Coordinate annotation entries:
------------------------
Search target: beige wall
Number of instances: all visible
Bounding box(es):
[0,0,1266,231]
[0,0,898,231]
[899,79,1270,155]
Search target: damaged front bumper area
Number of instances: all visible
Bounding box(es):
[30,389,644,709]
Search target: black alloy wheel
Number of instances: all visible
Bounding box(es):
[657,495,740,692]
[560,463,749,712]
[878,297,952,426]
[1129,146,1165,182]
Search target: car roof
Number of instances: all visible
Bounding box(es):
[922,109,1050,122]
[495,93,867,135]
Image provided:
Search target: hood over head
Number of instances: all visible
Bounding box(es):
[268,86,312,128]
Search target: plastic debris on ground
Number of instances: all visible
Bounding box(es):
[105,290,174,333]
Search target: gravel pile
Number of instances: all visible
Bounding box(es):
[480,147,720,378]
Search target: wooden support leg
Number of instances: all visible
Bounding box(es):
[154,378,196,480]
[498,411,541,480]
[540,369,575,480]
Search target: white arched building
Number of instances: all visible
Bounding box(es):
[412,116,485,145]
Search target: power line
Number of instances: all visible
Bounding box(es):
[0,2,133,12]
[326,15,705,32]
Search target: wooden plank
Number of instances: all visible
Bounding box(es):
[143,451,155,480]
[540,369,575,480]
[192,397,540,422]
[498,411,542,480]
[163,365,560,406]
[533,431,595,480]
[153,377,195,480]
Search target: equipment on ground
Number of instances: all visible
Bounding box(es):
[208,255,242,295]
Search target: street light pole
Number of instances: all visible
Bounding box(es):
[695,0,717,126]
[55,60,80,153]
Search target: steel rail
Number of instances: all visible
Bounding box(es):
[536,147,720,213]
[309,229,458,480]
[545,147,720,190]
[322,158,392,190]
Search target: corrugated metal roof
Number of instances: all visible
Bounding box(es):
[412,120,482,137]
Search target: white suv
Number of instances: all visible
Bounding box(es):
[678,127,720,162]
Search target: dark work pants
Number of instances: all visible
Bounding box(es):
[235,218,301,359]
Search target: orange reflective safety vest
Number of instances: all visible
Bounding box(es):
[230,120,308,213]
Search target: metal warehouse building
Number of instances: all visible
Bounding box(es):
------------------------
### What you will do
Reproduce all of the material above verbatim, line for line, with nothing added or left out.

### Output for this task
Search target: beige wall
Number of instances: all visible
Bounding box(es):
[0,0,1266,231]
[0,0,898,231]
[899,79,1270,155]
Search target: damaged front bumper area
Number of instances: all visible
Bounding box(es):
[30,389,644,709]
Search target: black alloy wheel
Number of instances: all visible
Bounding box(es):
[657,495,740,692]
[560,463,749,712]
[878,297,952,426]
[1129,146,1165,182]
Search target: car roof
Number of instances: all visible
Bounding box(es):
[922,109,1050,122]
[495,93,867,135]
Image provided:
Search target: hood over head
Number of instances: all visible
Bounding box(es):
[268,86,312,128]
Search target: plastic debris on ground
Number of instances: all visible
Bounding box(es):
[105,290,174,333]
Search target: gravel pile
Number of instances: all visible
Bounding box(es):
[480,147,720,378]
Search target: wooden support leg
Number of instances: all visible
Bounding box(es):
[154,378,196,480]
[498,411,541,480]
[540,369,575,480]
Search target: white arched building
Number of instances: all visible
Bounding box(es):
[412,116,485,145]
Search target: power line
Number of instances: all visible
Bounding box(es):
[0,2,133,12]
[326,15,705,32]
Search target: wooden plank
Number of instances: all visible
Bounding box(es):
[143,451,155,480]
[540,369,575,480]
[192,397,540,422]
[498,411,542,480]
[163,365,560,406]
[533,431,595,480]
[153,377,195,480]
Search target: equipment on ground
Number of instances: all visible
Bounding box(es):
[208,255,242,295]
Search target: street light pole
Number of instances: all visible
Bounding box(es):
[695,0,717,126]
[55,60,80,153]
Search target: steel rail
Number of instances: all visible
Bounding box(es):
[536,147,720,213]
[309,229,458,480]
[545,147,720,190]
[322,158,392,190]
Search target: corrugated metal roof
Number of instances: all visible
Bounding box(es):
[412,120,482,137]
Search target: white suv
Number of instances: all visible
Bounding box(es):
[678,127,720,162]
Search target: dark work pants
Number of instances: all visible
Bounding box(es):
[235,218,301,359]
Search target: orange reflective safety vest
Number of instances: all visible
Bounding box(es):
[230,120,308,213]
Search target: metal warehouse building
Number of instances: all visible
Bounding box(es):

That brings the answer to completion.